• Exercise instructions:
In the passage about the Superpowers skill library, where does the using-git-worktrees skill create the dedicated git worktree?

Here are some of the core skills in the Superpowers library:

test-driven-development
systematic-debugging
brainstorming
writing-plans
using-git-worktrees
subagent-driven-development

The Anatomy of a Skill

Let’s look at how a skill is actually written. It’s not polite conversational text; it’s a strict algorithm for the LLM to follow. Take the test-driven-development skill, for example. The documentation explicitly states:

The Iron Law: NO PRODUCTION CODE WITHOUT A FAILING TEST FIRST. Write code before the test? Delete it. Start over. No exceptions.

This is prompt engineering taken to its logical extreme. It leaves no room for the LLM to “helpfully” skip steps. If the agent triggers the TDD skill, it is bound by these instructions. This composable architecture means you can add new skills or modify existing ones without rewriting the entire framework logic.

The Superpowers Workflow: From Idea to Execution

The true power of Superpowers becomes apparent when you watch these skills chain together. When you ask the agent to implement a feature, it doesn’t just start writing code. It initiates a complex, multi-stage workflow.

Phase 1: Brainstorming (`brainstorming`)

The moment the agent detects you want to build something new, it halts. It refuses to write code. Instead, it triggers the brainstorming skill.

This phase is Socratic. The agent asks probing questions about edge cases, data structures, and architectural constraints. Once it has enough information, it generates a rough design document and presents it to you in chunks. It forces you to validate the design before it proceeds.

As a solo developer, this is invaluable. I often approach a feature with a half-baked idea. Having an agent relentlessly question my assumptions (“How will this UI component handle RTL languages?”, “What is the fallback if the API rate limits?”) catches fundamental flaws before they are set in code.

Phase 2: Isolation (`using-git-worktrees`)

Once the design is approved, Superpowers enforces a clean workspace. It triggers the using-git-worktrees skill.

Instead of polluting your current branch with experimental, AI-generated code, it creates a dedicated git worktree in a temporary directory on a new branch. It then runs your project’s setup scripts and verifies that the test suite passes cleanly in this isolated environment. If the tests fail before it even starts, the process halts.

• Data extract:
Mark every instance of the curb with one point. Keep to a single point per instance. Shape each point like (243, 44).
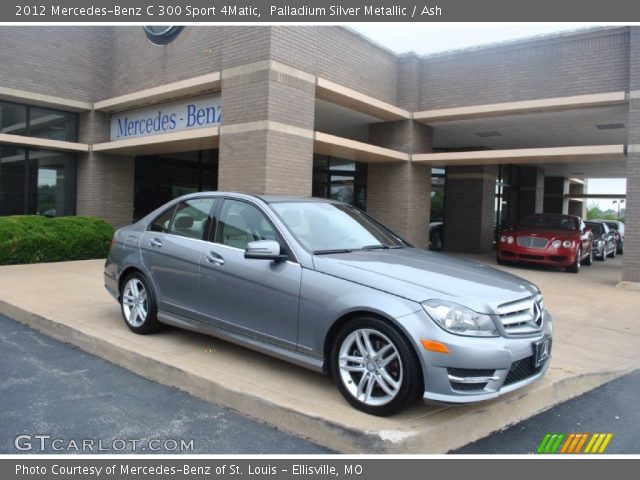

• Output for this task:
It creates it in a temporary directory on a new branch.